Association Member James Reynard


Everyone who uses photo-editing software to produce colour imagery is probably familiar with one of the many flavours of the RGB colour space. Even those who prefer monochrome imagery probably work digitally in RGB. Those who print their own work may also be accustomed to CMYK. In this article I would like to promote the use of a third colour space - LAB colour – arguably the most powerful space for processing colour images.

This is not a tutorial, so you will not see minute details of how to perform each step in Photoshop. There are web pages and the occasional book for that. The purpose here is to tweak your interest in a colour space that allows you to do things you could never do in RGB, a colour space that has slipped under the radar of many photographers and most Photoshop books.

My knowledge and understanding of LAB has been primarily gleaned from Dan Margulis’ excellent Photoshop LAB Color (subtitled The Canyon Conundrum and Other Adventures in the Most Powerful Colorspace), published by Peachpit Press, and available on Amazon.

This book, like a Dostoevsky novel, is easy to read, but gets a bit heavy in places. Like the Dostoevsky, you will probably need to go back and read it again. This is not a criticism – LAB requires a subtle change of mindset, but once that has been achieved, you will wonder why LAB has not received more coverage in the plethora of Photoshop literature on the market.

LAB Structure

So, what is LAB colour? Think of it as the colour space that separates out brightness from colour.

RGB is divided between the Red, Green, and Blue channels. Any changes you make to contrast or overall brightness alters the colour too. Any changes you make to colours also cause a slight shift in brightness/contrast.

LAB is made up of the L (Lightness) channel and two colour channels, A and B. A contains colours primarily composed of greens and magentas, and B the blues and yellows. You can already guess the major benefit of this organisation – adjustments to contrast, brightness, and adjustments to colour are completely mutually exclusive.

» **Supplied data**:
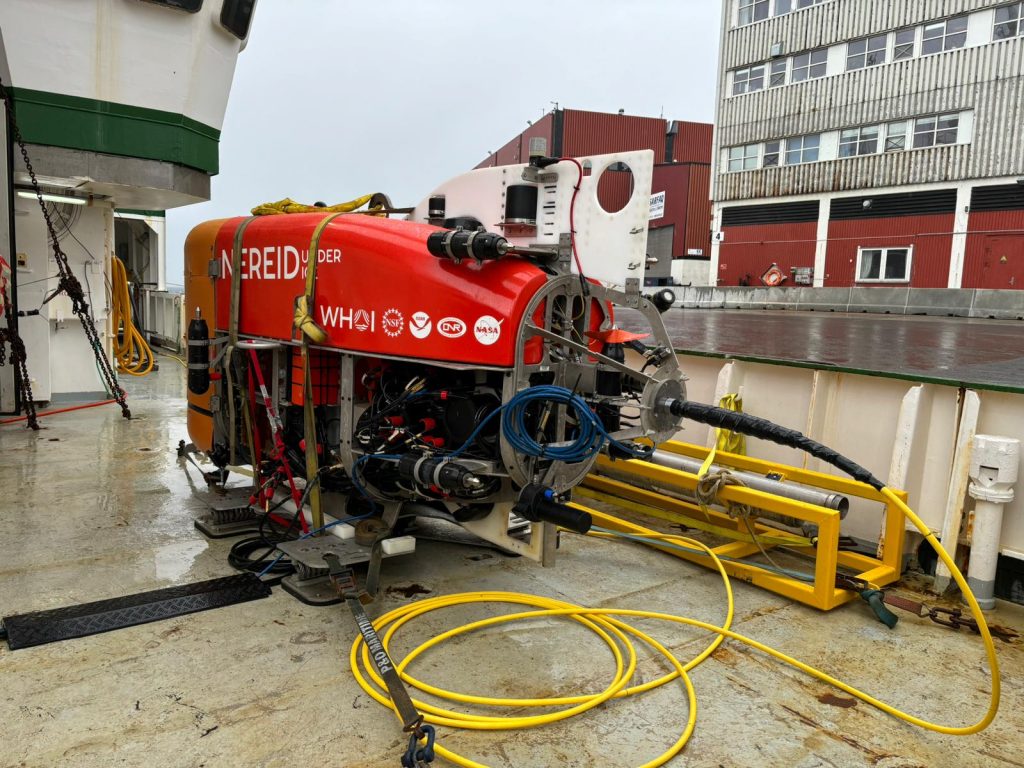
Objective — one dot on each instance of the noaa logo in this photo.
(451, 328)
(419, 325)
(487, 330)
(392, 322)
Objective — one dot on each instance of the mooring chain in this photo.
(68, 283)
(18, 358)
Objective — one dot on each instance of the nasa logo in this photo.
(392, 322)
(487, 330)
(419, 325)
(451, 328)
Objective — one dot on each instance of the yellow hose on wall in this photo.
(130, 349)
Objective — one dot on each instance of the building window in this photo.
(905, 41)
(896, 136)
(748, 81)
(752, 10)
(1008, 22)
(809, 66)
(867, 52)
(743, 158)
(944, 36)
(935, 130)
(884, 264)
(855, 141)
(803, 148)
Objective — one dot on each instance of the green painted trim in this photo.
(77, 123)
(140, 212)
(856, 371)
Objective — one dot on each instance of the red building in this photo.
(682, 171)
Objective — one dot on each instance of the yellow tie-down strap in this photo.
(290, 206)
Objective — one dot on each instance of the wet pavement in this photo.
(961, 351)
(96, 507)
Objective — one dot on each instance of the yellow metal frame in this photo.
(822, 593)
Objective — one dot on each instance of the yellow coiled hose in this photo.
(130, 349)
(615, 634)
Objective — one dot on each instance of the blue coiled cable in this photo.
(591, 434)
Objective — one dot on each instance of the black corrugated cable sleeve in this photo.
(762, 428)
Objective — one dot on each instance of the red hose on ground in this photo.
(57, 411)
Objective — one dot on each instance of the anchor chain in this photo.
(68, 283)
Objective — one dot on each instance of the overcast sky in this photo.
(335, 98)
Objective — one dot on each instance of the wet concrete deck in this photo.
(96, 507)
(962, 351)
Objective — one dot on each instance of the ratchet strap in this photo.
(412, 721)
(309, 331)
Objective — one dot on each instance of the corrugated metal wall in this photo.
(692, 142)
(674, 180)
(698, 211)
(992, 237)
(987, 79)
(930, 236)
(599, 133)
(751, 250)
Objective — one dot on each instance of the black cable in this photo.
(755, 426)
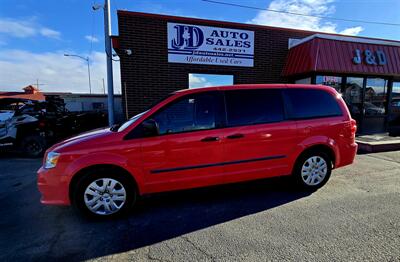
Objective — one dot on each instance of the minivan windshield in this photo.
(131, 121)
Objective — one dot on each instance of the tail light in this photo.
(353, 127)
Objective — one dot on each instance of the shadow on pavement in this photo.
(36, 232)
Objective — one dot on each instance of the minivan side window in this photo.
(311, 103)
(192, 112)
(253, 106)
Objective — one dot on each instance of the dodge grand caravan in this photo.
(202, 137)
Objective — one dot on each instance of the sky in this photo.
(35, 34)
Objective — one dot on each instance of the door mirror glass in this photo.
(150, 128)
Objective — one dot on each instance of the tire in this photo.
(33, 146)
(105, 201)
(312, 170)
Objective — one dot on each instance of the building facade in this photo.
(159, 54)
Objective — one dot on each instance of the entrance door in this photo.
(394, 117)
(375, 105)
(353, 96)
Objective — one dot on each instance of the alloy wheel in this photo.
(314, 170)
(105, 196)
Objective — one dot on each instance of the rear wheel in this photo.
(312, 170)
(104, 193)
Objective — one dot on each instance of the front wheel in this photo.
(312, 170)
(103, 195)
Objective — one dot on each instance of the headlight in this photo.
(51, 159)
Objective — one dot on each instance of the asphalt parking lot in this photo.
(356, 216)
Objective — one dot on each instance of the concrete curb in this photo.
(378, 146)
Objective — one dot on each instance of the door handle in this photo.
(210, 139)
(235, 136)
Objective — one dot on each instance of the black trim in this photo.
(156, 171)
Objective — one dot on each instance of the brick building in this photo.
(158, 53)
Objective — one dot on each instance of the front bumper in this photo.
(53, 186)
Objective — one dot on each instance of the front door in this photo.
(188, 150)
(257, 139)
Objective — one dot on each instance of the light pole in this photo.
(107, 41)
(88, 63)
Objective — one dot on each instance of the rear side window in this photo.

» **Task set**:
1 – Answer these questions about the article on LAB color:
(a) What book is the author's understanding of LAB mainly drawn from?
(b) Which colors does the A channel primarily contain?
(c) Besides RGB, what color space may people who print their own work be accustomed to?
2 – Revise the records starting with the line containing "Objective — one dot on each instance of the concrete" and going on through the end of the records, replacing "light pole" with "lamp post" and leaving everything else unchanged.
The text and the records have no connection to each other.

» **In response**:
1 –
(a) Dan Margulis' Photoshop LAB Color, published by Peachpit Press.
(b) Greens and magentas.
(c) CMYK.

2 –
Objective — one dot on each instance of the concrete curb in this photo.
(378, 146)
Objective — one dot on each instance of the door handle in this photo.
(210, 139)
(235, 136)
Objective — one dot on each instance of the black trim in this photo.
(156, 171)
Objective — one dot on each instance of the brick building in this photo.
(158, 53)
Objective — one dot on each instance of the front bumper in this photo.
(53, 186)
Objective — one dot on each instance of the front door in this photo.
(188, 150)
(257, 139)
Objective — one dot on each instance of the lamp post in this photo.
(107, 41)
(88, 63)
Objective — one dot on each instance of the rear side window in this photo.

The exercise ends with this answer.